Task goal.
Could you give the data below again exactly, apart from the pictures?
Input Block Start
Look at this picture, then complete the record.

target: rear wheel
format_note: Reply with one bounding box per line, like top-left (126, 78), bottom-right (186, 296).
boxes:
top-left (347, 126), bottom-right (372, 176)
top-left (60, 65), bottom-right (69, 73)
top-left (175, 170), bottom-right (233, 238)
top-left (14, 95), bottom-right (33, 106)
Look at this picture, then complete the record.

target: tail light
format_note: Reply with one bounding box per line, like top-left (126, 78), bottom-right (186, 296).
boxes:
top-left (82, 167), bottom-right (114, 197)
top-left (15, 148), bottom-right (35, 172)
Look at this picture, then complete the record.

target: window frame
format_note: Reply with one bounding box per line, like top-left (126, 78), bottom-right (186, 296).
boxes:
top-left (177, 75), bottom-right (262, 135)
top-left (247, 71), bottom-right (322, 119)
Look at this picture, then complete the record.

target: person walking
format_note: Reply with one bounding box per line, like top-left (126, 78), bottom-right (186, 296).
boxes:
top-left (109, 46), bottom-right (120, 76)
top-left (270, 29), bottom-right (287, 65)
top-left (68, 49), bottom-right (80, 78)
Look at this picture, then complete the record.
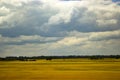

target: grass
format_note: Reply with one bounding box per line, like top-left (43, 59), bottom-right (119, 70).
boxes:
top-left (0, 58), bottom-right (120, 80)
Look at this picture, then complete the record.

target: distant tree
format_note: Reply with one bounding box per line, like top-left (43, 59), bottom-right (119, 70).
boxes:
top-left (46, 57), bottom-right (52, 60)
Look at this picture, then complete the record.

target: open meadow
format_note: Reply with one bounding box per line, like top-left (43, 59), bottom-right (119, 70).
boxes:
top-left (0, 58), bottom-right (120, 80)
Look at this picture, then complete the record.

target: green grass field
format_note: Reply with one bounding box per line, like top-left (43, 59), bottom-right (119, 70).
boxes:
top-left (0, 58), bottom-right (120, 80)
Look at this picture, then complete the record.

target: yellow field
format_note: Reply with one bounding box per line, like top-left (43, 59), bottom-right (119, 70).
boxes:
top-left (0, 58), bottom-right (120, 80)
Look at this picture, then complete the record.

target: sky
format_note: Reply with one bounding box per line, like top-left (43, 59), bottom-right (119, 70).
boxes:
top-left (0, 0), bottom-right (120, 57)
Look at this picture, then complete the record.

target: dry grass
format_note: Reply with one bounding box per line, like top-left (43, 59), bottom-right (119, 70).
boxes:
top-left (0, 58), bottom-right (120, 80)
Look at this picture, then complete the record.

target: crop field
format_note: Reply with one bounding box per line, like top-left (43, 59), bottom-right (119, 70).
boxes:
top-left (0, 58), bottom-right (120, 80)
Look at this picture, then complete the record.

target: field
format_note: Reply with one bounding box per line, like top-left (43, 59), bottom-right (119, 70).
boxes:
top-left (0, 58), bottom-right (120, 80)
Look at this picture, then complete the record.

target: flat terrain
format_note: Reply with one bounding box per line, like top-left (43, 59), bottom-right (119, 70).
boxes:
top-left (0, 58), bottom-right (120, 80)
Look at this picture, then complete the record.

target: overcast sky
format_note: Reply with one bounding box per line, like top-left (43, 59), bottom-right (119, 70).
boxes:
top-left (0, 0), bottom-right (120, 57)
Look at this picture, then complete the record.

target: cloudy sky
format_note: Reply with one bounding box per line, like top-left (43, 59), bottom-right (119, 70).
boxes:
top-left (0, 0), bottom-right (120, 57)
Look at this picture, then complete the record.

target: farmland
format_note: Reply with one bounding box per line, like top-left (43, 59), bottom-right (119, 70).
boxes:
top-left (0, 58), bottom-right (120, 80)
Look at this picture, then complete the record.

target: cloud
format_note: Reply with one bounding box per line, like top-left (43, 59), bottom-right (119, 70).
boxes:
top-left (50, 37), bottom-right (87, 49)
top-left (0, 0), bottom-right (120, 37)
top-left (0, 35), bottom-right (61, 45)
top-left (89, 30), bottom-right (120, 41)
top-left (0, 0), bottom-right (120, 56)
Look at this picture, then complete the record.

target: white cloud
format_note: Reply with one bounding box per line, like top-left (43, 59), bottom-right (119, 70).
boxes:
top-left (96, 19), bottom-right (117, 26)
top-left (89, 30), bottom-right (120, 41)
top-left (51, 37), bottom-right (87, 48)
top-left (0, 0), bottom-right (120, 56)
top-left (0, 6), bottom-right (10, 16)
top-left (0, 0), bottom-right (119, 31)
top-left (0, 35), bottom-right (60, 45)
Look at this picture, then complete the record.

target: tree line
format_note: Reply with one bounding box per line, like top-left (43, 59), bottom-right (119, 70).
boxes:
top-left (0, 55), bottom-right (120, 61)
Input Block End
Output for this task.
Look at this picture, then complete the record.

target: rear wheel
format_note: Reply with one bounding box per line, like top-left (126, 78), bottom-right (186, 296).
boxes:
top-left (347, 126), bottom-right (372, 176)
top-left (60, 65), bottom-right (69, 73)
top-left (175, 170), bottom-right (233, 238)
top-left (14, 95), bottom-right (33, 106)
Look at this picture, then complete the record.

target: tail light
format_note: Reply with one bounding box per line, like top-left (126, 78), bottom-right (186, 296).
boxes:
top-left (82, 167), bottom-right (114, 197)
top-left (15, 148), bottom-right (35, 172)
Look at this picture, then complete the record.

target: window frame
format_note: Reply with one bounding box per line, like top-left (126, 78), bottom-right (186, 296).
boxes:
top-left (177, 75), bottom-right (262, 135)
top-left (247, 71), bottom-right (322, 119)
Look at this picture, then complete the record.

target: person walking
format_note: Reply with one bounding box per line, like top-left (126, 78), bottom-right (186, 296).
boxes:
top-left (109, 46), bottom-right (120, 76)
top-left (270, 29), bottom-right (287, 65)
top-left (68, 49), bottom-right (80, 78)
Look at this picture, then complete the record.

target: grass
format_note: Reply with one bounding box per line, like top-left (43, 59), bottom-right (119, 70).
boxes:
top-left (0, 58), bottom-right (120, 80)
Look at this picture, then complete the record.

target: distant tree
format_note: Reply with one bounding box per line, like top-left (43, 59), bottom-right (119, 70).
boxes:
top-left (46, 57), bottom-right (52, 60)
Look at this picture, then complete the record.

target: open meadow
format_note: Reply with one bounding box per line, like top-left (43, 59), bottom-right (119, 70).
boxes:
top-left (0, 58), bottom-right (120, 80)
Look at this picture, then complete the record.

target: green grass field
format_note: Reply with one bounding box per line, like top-left (43, 59), bottom-right (119, 70).
boxes:
top-left (0, 58), bottom-right (120, 80)
Look at this picture, then complete the record.

target: yellow field
format_note: Reply with one bounding box per line, like top-left (43, 59), bottom-right (119, 70).
boxes:
top-left (0, 58), bottom-right (120, 80)
Look at this picture, then complete the record.

target: sky
format_note: Reply with one bounding box per line, like top-left (43, 59), bottom-right (119, 70).
boxes:
top-left (0, 0), bottom-right (120, 57)
Look at this picture, then complete the record.

target: dry grass
format_note: Reply with one bounding box per line, like top-left (43, 59), bottom-right (119, 70).
boxes:
top-left (0, 58), bottom-right (120, 80)
Look at this picture, then complete the record.

target: crop field
format_note: Reply with one bounding box per line, like top-left (43, 59), bottom-right (119, 70).
boxes:
top-left (0, 58), bottom-right (120, 80)
Look at this picture, then complete the record.

target: field
format_note: Reply with one bounding box per line, like top-left (43, 59), bottom-right (119, 70).
boxes:
top-left (0, 58), bottom-right (120, 80)
Look at this picture, then complete the record.

target: flat terrain
format_note: Reply with one bounding box per line, like top-left (43, 59), bottom-right (119, 70).
boxes:
top-left (0, 58), bottom-right (120, 80)
Look at this picture, then complete the record.

target: overcast sky
format_note: Reply with one bounding box per line, like top-left (43, 59), bottom-right (119, 70).
boxes:
top-left (0, 0), bottom-right (120, 57)
Look at this picture, then complete the record.

target: cloudy sky
format_note: Reply with one bounding box per line, like top-left (43, 59), bottom-right (119, 70).
boxes:
top-left (0, 0), bottom-right (120, 57)
Look at this picture, then complete the record.

target: farmland
format_note: Reply with one bounding box per line, like top-left (43, 59), bottom-right (119, 70).
boxes:
top-left (0, 58), bottom-right (120, 80)
Look at this picture, then complete the record.

target: cloud
format_note: Reply with one bounding box per line, like top-left (43, 59), bottom-right (119, 70).
boxes:
top-left (50, 37), bottom-right (87, 49)
top-left (0, 0), bottom-right (120, 37)
top-left (0, 35), bottom-right (61, 45)
top-left (89, 30), bottom-right (120, 41)
top-left (0, 0), bottom-right (120, 56)
Look at this picture, then complete the record.

target: white cloud
format_note: Reply with one bounding box per line, like top-left (43, 59), bottom-right (119, 70).
boxes:
top-left (96, 19), bottom-right (117, 26)
top-left (89, 30), bottom-right (120, 41)
top-left (51, 37), bottom-right (87, 48)
top-left (0, 0), bottom-right (120, 56)
top-left (0, 6), bottom-right (10, 16)
top-left (0, 0), bottom-right (119, 31)
top-left (0, 35), bottom-right (60, 45)
Look at this picture, then complete the record.

target: tree line
format_note: Reply with one bounding box per line, like top-left (43, 59), bottom-right (119, 70).
boxes:
top-left (0, 55), bottom-right (120, 61)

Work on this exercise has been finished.